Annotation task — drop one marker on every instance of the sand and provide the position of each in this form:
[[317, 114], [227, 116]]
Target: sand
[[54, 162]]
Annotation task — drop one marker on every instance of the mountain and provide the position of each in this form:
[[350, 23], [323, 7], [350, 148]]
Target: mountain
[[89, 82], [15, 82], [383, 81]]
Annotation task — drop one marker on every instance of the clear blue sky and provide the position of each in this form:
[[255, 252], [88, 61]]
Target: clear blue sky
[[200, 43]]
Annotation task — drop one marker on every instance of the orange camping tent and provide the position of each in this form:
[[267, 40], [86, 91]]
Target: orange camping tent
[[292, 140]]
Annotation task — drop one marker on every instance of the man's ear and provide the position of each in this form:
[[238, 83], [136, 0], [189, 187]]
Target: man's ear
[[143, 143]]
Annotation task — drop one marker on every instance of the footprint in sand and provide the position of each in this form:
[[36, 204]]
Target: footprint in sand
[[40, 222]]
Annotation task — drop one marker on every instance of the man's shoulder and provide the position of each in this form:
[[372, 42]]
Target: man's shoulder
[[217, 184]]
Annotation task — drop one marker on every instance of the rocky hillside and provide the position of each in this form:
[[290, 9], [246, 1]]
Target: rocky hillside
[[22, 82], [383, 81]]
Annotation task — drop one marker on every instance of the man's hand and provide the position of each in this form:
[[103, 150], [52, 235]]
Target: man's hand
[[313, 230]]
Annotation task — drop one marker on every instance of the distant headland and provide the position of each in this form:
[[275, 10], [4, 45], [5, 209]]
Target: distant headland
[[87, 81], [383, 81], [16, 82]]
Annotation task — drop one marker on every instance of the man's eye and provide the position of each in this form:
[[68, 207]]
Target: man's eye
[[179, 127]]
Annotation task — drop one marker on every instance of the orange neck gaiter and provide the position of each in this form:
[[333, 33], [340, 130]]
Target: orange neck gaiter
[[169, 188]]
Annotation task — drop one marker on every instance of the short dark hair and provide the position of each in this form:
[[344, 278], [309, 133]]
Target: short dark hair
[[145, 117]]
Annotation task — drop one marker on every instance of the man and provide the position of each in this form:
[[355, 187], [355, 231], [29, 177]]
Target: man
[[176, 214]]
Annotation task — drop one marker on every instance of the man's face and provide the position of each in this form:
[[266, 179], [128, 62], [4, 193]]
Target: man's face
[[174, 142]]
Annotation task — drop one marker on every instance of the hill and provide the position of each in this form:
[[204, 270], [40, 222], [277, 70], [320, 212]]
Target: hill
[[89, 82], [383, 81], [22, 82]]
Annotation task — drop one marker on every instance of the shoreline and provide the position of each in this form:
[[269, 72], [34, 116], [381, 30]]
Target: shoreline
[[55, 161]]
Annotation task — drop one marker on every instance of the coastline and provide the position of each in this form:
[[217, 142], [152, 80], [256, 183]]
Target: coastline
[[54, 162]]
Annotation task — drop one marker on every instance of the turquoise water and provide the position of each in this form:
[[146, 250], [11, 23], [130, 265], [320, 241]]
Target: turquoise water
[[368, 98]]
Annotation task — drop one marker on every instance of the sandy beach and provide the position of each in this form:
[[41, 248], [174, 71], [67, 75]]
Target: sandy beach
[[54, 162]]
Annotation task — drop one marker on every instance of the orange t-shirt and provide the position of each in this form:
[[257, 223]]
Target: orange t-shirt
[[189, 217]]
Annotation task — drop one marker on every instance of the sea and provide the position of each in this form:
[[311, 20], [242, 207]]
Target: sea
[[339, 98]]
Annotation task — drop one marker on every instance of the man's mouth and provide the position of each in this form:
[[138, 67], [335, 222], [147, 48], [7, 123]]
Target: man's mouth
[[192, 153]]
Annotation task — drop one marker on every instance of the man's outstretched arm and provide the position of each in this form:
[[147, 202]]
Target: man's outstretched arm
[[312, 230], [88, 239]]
++++++++++
**Exercise directions:**
Reproduce the full listing above verbatim, line for line and in the same order, with nothing added, dropped, or changed.

**Exercise output:**
Annotation task — drop one marker on every instance of the sand and provide the position of each in this form:
[[317, 114], [227, 116]]
Target: sand
[[54, 162]]
Annotation task — drop one marker on every instance of the mountain and provide the position of each in this form:
[[350, 23], [323, 7], [350, 148]]
Target: mountain
[[89, 82], [15, 82], [383, 81]]
Annotation task — drop one marker on every instance of the clear blue sky and provide the position of each in this form:
[[255, 252], [88, 61]]
Target: clear blue sky
[[200, 43]]
Annotation task — drop one marker on every instance of the orange camping tent and provide the position of each in this form:
[[267, 40], [86, 91]]
Target: orange camping tent
[[292, 140]]
Annotation task — drop one marker on every instance of the man's ear and provide the position of each in this form:
[[238, 83], [136, 0], [189, 187]]
Target: man's ear
[[143, 143]]
Annotation task — drop one marker on every instance of the footprint in sand and provide the position of each in this form:
[[36, 204]]
Target: footprint in sand
[[40, 222]]
Annotation task — drop one marker on every instance of the man's shoulder and provide the position of each in this form:
[[372, 42]]
Target: man's shoulder
[[217, 184]]
Annotation task — drop one marker on every instance of the rocky hillside and provide the position of each in this form:
[[290, 9], [246, 1]]
Target: rocky hillside
[[22, 82], [383, 81]]
Annotation task — drop one marker on every instance of the man's hand and provide the position of each in this form:
[[103, 150], [52, 235]]
Target: man's hand
[[313, 230]]
Annotation task — drop one marker on every instance of the distant headland and provide the position of each in this form:
[[275, 10], [4, 45], [5, 209]]
Target: distant headland
[[87, 81], [383, 81], [16, 82]]
Annotation task — drop one marker on every instance of the man's eye and provide the position of each in this form:
[[68, 207]]
Target: man's eye
[[179, 127]]
Annotation task — drop one marker on every instance of the orange neck gaiter and provide the position of each in this form:
[[333, 33], [340, 130]]
Target: orange neck gaiter
[[169, 188]]
Annotation task — drop one marker on every instance of the short dark hair and provide the position of each in this form:
[[344, 278], [309, 133]]
Target: short dark hair
[[145, 117]]
Annotation task — drop one marker on every instance of the man and provide the position of each in this form:
[[355, 187], [355, 231], [29, 177]]
Target: man
[[176, 214]]
Annotation task — drop one marker on every instance of the man's face and provide the position of each in this form:
[[266, 179], [128, 62], [4, 193]]
Target: man's face
[[174, 142]]
Annotation task — drop one marker on every instance of the hill and provide the position of each in this form:
[[204, 270], [40, 222], [277, 70], [320, 212]]
Target: hill
[[89, 82], [383, 81], [22, 82]]
Annotation task — drop one marker on every instance of the shoreline and provide the position of each in this form:
[[269, 72], [34, 116], [381, 30]]
Target: shoreline
[[55, 161]]
Annotation task — drop one marker on every instance of the coastline and provide the position of each in this form:
[[217, 142], [152, 80], [256, 183]]
Target: coastline
[[54, 162]]
Annotation task — drop one marker on every instance of the turquoise water and provide the position of each in this form:
[[146, 250], [11, 23], [130, 265], [320, 241]]
Target: turquoise water
[[368, 98]]
Annotation task — drop one marker on every instance of the sandy beach and provide the position of each in this form:
[[41, 248], [174, 71], [67, 75]]
Target: sandy beach
[[54, 162]]
Annotation task — drop one marker on every instance of the orange t-shirt and provide the position of each in this form:
[[257, 223]]
Target: orange t-shirt
[[189, 217]]
Annotation task — drop one marker on every instance of the sea and provide the position of each in this form:
[[311, 20], [242, 207]]
Target: sea
[[339, 98]]
Annotation task — drop one marker on every instance of the man's mouth and provide the position of each in this form:
[[138, 67], [335, 222], [147, 48], [7, 123]]
Target: man's mouth
[[192, 153]]
Annotation task — drop one marker on every instance of the man's outstretched arm and provide the position of each in this form:
[[147, 202]]
Target: man's outstretched arm
[[312, 230], [88, 239]]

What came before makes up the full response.